WORK INSTRUCTIONS.
Below are some records; each one is to be set down again exactly.

RECORDS.
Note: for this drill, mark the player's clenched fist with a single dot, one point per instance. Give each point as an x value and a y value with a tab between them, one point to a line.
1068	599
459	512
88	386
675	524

RESPONSE FOR THIS EXERCISE.
Note: for this drill, mark the player's clenched fist with a single dot, one point per instance. Give each point as an x value and a y value with a tab between them, one point to a line.
1068	599
459	512
88	386
675	524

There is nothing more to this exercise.